# What is asked:
Present the following lines as a numbered list, omitting any blank lines.

——————————

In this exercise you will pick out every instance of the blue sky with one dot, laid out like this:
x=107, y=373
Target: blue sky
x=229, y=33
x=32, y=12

——————————

# Response to the task:
1. In this exercise you will pick out every instance of the blue sky with one dot, laid out like this:
2. x=107, y=373
3. Target: blue sky
4. x=229, y=33
5. x=32, y=12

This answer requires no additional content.